(Region pointing data)
********************

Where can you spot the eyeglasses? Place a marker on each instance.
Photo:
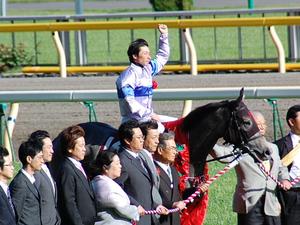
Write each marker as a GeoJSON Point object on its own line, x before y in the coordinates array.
{"type": "Point", "coordinates": [171, 148]}
{"type": "Point", "coordinates": [139, 137]}
{"type": "Point", "coordinates": [10, 164]}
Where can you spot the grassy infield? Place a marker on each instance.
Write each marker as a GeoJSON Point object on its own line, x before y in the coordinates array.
{"type": "Point", "coordinates": [219, 211]}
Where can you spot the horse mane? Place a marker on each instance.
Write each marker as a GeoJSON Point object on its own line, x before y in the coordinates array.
{"type": "Point", "coordinates": [193, 117]}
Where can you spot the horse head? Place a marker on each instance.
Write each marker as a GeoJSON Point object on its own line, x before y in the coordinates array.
{"type": "Point", "coordinates": [230, 120]}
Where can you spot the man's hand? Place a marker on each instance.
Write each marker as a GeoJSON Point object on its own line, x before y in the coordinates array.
{"type": "Point", "coordinates": [286, 185]}
{"type": "Point", "coordinates": [141, 210]}
{"type": "Point", "coordinates": [162, 210]}
{"type": "Point", "coordinates": [155, 117]}
{"type": "Point", "coordinates": [163, 28]}
{"type": "Point", "coordinates": [180, 205]}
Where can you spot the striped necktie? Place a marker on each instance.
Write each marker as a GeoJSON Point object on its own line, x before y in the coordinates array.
{"type": "Point", "coordinates": [10, 201]}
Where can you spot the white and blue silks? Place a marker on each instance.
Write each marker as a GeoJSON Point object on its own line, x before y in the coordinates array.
{"type": "Point", "coordinates": [134, 85]}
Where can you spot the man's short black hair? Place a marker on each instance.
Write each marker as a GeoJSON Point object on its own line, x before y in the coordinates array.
{"type": "Point", "coordinates": [292, 113]}
{"type": "Point", "coordinates": [148, 125]}
{"type": "Point", "coordinates": [3, 153]}
{"type": "Point", "coordinates": [134, 48]}
{"type": "Point", "coordinates": [38, 137]}
{"type": "Point", "coordinates": [28, 148]}
{"type": "Point", "coordinates": [125, 131]}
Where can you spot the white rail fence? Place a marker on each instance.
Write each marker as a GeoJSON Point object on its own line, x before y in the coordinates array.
{"type": "Point", "coordinates": [159, 95]}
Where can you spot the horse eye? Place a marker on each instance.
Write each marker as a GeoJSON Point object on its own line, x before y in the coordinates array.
{"type": "Point", "coordinates": [247, 122]}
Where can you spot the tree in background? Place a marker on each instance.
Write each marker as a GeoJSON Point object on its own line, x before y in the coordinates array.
{"type": "Point", "coordinates": [171, 5]}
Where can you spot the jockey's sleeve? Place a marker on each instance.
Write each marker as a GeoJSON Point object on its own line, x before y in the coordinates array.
{"type": "Point", "coordinates": [162, 55]}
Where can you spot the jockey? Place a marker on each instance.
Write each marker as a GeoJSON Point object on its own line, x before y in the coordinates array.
{"type": "Point", "coordinates": [134, 85]}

********************

Report each line of the data that includes the string "horse".

*YOUR RESPONSE*
Where can you spot the horse mane? Place a marker on each instance.
Where can you spot the horse head? Place a marker on each instance.
Where can you spot the horse eye? Place a marker on each instance.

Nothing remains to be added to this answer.